- **LISTED ENTRIES**:
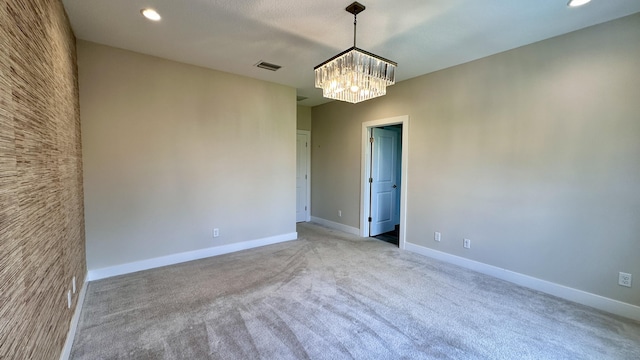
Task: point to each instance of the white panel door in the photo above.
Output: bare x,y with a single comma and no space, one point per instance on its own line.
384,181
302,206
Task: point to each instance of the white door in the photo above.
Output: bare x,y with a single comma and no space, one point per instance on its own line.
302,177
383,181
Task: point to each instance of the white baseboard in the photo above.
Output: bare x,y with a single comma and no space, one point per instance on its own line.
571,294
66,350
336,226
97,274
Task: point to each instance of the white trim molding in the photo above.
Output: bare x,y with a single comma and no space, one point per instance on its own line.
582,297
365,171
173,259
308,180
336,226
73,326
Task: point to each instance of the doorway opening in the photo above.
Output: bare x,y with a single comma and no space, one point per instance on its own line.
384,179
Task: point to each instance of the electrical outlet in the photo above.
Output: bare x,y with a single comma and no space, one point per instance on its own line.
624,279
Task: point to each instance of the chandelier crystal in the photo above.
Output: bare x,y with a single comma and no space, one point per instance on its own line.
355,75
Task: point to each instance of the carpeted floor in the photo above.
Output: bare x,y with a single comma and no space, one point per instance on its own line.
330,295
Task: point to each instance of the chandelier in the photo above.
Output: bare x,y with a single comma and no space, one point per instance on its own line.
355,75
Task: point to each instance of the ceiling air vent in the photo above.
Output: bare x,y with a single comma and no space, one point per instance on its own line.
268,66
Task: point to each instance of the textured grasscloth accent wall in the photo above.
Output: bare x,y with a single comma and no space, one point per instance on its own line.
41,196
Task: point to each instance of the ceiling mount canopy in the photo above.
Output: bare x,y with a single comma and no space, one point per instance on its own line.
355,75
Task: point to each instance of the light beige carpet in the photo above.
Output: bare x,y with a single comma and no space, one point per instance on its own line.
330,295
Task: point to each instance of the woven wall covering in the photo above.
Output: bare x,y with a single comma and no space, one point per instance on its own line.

- **EXERCISE DESCRIPTION**: What you give back must be exactly the lines from the opening line of the entries through the line holding "Task: point to each instance of the white trim", with no pictures.

- **WRITTEN REPLY**:
Task: point to each instance of the white panel door in the photo above.
Output: bare x,y with a single comma and no space, one point per instance on its own line.
384,181
302,206
Task: point to each instance of the white door in the photo above.
Output: bare x,y with a single comma and no space, one point per instance on its own line.
302,177
383,181
Task: point to each instance of the white baseboard in the photo above.
Output: bare x,y with a single comma and no space, one point per instance on its own line.
571,294
66,350
336,226
97,274
Task: point to each instance of the white trim molding in the photo above.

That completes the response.